What the task asks – Please rewrite all the records below, changing every "UI grounding query" to "Labeling request" and leaving everything else unchanged.
#####
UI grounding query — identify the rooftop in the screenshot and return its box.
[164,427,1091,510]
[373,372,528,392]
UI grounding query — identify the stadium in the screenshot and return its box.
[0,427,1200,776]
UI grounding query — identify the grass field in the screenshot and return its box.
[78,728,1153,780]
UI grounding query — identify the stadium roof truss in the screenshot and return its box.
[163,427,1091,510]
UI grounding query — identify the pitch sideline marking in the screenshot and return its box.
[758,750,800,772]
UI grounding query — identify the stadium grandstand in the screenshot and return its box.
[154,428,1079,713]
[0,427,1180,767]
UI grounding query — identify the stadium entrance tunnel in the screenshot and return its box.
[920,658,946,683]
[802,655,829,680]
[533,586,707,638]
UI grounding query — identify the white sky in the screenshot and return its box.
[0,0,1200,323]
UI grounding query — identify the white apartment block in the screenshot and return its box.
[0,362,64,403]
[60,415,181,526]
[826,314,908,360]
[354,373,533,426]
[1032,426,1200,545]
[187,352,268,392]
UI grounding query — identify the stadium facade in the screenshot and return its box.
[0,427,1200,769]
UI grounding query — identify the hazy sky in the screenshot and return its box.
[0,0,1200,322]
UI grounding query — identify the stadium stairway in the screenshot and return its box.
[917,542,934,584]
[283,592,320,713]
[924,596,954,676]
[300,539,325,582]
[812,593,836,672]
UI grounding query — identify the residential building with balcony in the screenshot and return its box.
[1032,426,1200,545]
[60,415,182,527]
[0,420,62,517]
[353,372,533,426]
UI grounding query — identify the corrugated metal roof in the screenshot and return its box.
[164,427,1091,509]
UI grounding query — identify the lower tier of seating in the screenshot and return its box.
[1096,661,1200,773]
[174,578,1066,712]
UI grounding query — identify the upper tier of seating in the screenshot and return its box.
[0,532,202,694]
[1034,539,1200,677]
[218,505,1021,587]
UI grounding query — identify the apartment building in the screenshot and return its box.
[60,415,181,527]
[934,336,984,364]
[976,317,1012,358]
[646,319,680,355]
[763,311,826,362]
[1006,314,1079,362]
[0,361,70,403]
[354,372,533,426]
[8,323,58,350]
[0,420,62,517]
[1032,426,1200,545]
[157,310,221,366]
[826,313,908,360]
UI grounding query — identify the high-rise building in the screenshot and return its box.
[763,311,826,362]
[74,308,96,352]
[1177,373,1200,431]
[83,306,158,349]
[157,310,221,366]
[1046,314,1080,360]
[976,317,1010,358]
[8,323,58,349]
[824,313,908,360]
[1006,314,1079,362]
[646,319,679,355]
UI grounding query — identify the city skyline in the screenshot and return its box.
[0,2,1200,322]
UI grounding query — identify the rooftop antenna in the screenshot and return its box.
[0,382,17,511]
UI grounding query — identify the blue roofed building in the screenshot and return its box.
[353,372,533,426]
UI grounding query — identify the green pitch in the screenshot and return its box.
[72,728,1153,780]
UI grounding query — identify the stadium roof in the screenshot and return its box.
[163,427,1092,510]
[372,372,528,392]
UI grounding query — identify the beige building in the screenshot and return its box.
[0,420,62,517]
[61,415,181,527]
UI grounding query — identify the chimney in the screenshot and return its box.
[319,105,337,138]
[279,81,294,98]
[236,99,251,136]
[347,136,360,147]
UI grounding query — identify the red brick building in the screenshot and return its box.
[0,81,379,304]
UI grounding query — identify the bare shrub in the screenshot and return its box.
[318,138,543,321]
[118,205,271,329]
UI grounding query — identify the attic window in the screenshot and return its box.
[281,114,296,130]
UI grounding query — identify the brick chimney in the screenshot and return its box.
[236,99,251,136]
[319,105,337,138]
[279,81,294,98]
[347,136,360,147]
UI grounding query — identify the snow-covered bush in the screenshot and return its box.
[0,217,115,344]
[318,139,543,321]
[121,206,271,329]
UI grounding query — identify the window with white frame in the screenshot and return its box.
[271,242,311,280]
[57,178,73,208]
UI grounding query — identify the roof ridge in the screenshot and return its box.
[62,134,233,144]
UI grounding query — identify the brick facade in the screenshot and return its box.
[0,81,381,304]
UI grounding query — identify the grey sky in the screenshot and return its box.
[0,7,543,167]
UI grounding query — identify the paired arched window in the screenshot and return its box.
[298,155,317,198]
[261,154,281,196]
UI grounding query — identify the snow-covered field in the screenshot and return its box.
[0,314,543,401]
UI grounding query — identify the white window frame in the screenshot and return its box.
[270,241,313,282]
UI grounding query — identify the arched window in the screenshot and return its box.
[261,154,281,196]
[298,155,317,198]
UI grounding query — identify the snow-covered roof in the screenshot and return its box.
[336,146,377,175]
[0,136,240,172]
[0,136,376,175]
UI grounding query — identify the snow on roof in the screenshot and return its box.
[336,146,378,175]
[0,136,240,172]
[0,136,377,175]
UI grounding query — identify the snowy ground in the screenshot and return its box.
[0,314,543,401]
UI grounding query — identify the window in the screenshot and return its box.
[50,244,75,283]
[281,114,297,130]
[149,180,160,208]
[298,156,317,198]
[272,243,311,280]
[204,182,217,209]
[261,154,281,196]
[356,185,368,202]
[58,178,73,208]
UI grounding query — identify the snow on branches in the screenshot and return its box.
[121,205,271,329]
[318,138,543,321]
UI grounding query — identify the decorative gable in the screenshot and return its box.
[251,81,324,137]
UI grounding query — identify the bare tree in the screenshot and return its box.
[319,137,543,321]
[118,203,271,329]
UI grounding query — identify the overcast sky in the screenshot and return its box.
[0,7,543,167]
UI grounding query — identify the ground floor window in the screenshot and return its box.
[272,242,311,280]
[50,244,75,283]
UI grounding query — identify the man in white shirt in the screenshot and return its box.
#####
Result of this exercise –
Labeling request — identify the rooftop in the screenshot and return its box.
[164,427,1091,510]
[373,372,528,392]
Labeling request — identify the stadium in the screenshot and return its box.
[0,427,1200,776]
Labeling request — identify the grass field in the screenshot and return its box.
[78,728,1153,780]
Labeling request — identify the stadium roof truss in the screenshot and return its box.
[163,427,1091,510]
Labeling request — identify the pitch sideline marking in the screenshot and return its box.
[758,750,800,772]
Labeling request — identify the stadium grandstand in the screenshot and return its box.
[154,428,1079,713]
[0,427,1180,767]
Labeling request — identify the stadium entrance tunnel in the screenshot and return its box.
[920,658,946,683]
[802,655,829,680]
[533,586,707,638]
Labeling request — identify the white sky in the screenshot and return its box.
[0,0,1200,323]
Labeling request — identify the white apartment block in the screenshot and return its box.
[0,362,64,403]
[60,415,181,526]
[826,314,908,360]
[354,373,533,426]
[1032,426,1200,545]
[187,352,268,392]
Labeling request — identify the stadium facade in the screenshot and return its box.
[0,427,1200,769]
Labeling request — identify the hazy sky in the screenshot and return its box.
[0,0,1200,322]
Labeling request — identify the stadium stairway in the screenshot and return its box.
[917,542,934,584]
[283,592,320,713]
[924,596,954,676]
[300,539,325,582]
[812,593,836,672]
Labeling request — identify the residential building with balcony in the screenshot and return its box.
[1032,426,1200,545]
[60,415,182,527]
[0,420,62,517]
[353,372,533,426]
Labeling request — identify the corrugated metal roof in the screenshot and return its box.
[164,427,1091,509]
Labeling request — identify the lower tier of seating in the screenshot and return its box.
[1096,661,1200,773]
[174,578,1066,712]
Labeling request — identify the upper tier of seating in the screenshot and return its box.
[0,532,202,694]
[1034,539,1200,677]
[218,505,1021,587]
Labeling request — identify the apartment building in the screenshot and return its box.
[60,415,181,527]
[934,336,984,364]
[976,317,1012,358]
[646,319,680,355]
[763,311,826,362]
[1006,314,1079,362]
[0,361,70,403]
[354,372,533,426]
[8,323,58,350]
[0,420,62,517]
[1032,426,1200,545]
[157,310,221,366]
[826,313,908,360]
Labeling request — identify the high-rise building in the screenshot and return its box.
[763,311,826,362]
[74,308,96,352]
[1177,373,1200,431]
[83,306,158,349]
[157,310,221,366]
[1046,314,1080,360]
[976,317,1010,358]
[8,323,58,349]
[824,313,908,360]
[1006,314,1079,362]
[646,319,679,355]
Labeling request — identify the city skyline in the screenshot and return its box.
[0,2,1200,322]
Labeling request — identify the rooftop antenna in the screenshot and return its box.
[0,382,17,511]
Labeling request — identify the blue roofed building in the screenshot and return its box.
[353,372,533,426]
Labeling request — identify the green pitch in the screenshot and return its box.
[72,728,1153,780]
Labeling request — identify the stadium roof in the screenshot and return its box.
[163,427,1092,510]
[372,372,528,392]
Labeling request — identify the beige building in the screenshot and return its box.
[0,420,62,517]
[61,415,181,527]
Labeling request — identify the chimney in the screenshot and return its box.
[319,105,337,138]
[279,81,294,98]
[236,99,251,136]
[347,136,360,147]
Labeling request — identify the red brick building in the screenshot and return its box.
[0,81,379,304]
Labeling request — identify the bare shrub in the screenshot and return its box.
[318,138,543,321]
[118,205,271,329]
Labeling request — identify the attic window in the screenshot and return its box.
[281,114,296,130]
Labeling request — identify the brick chimney in the screenshot and return its box.
[236,99,251,136]
[319,105,337,138]
[279,81,294,98]
[347,136,360,147]
Labeling request — identify the snow-covered bush in the screenshot and return its box.
[0,217,115,344]
[318,139,543,321]
[121,206,271,329]
Labeling request — identify the window with white frame in the screenshot and return its box.
[271,242,311,280]
[57,178,73,208]
Labeling request — identify the roof ridge in the screenshot and return its box.
[62,134,233,144]
Labeling request — identify the brick facade in the screenshot and return its box.
[0,81,381,304]
Labeling request — identify the grey sky in the screenshot and return its box.
[0,7,543,167]
Labeling request — identify the paired arched window in the screenshot and return its box.
[298,155,317,198]
[261,154,281,196]
Labeling request — identify the snow-covered field in the screenshot and return its box.
[0,314,543,401]
Labeling request — identify the white window frame in the screenshot and return its box.
[270,241,313,282]
Labeling request — identify the arched window in the screenshot and return its box.
[261,154,281,196]
[298,155,317,198]
Labeling request — identify the snow-covered roof in the screenshot and return its box.
[336,146,377,175]
[0,136,240,172]
[0,136,376,175]
Labeling request — identify the snow on roof in the screenshot and return its box.
[336,146,378,175]
[0,136,240,172]
[0,136,377,175]
Labeling request — identify the snowy ground in the screenshot and return its box.
[0,314,543,401]
Labeling request — identify the window in the screenshot and return its box.
[50,244,75,283]
[281,114,297,130]
[149,180,160,208]
[298,156,317,198]
[272,243,311,280]
[204,182,217,209]
[261,154,281,196]
[356,185,368,202]
[58,178,73,208]
Labeling request — identify the snow on branches in the screenshot and return its box.
[121,205,271,329]
[318,138,543,321]
Labeling request — identify the decorative gable in the screenshot and return its box.
[251,81,324,137]
Labeling request — identify the bare tree in the screenshot and return its box.
[319,137,543,321]
[118,203,271,329]
Labeling request — identify the overcast sky in the screenshot and return its box.
[0,7,543,167]
Labeling request — identify the ground floor window in the screenshot and return its box.
[272,242,311,280]
[50,244,75,283]
Labeling request — identify the man in white shirt in the screenshot and return its box.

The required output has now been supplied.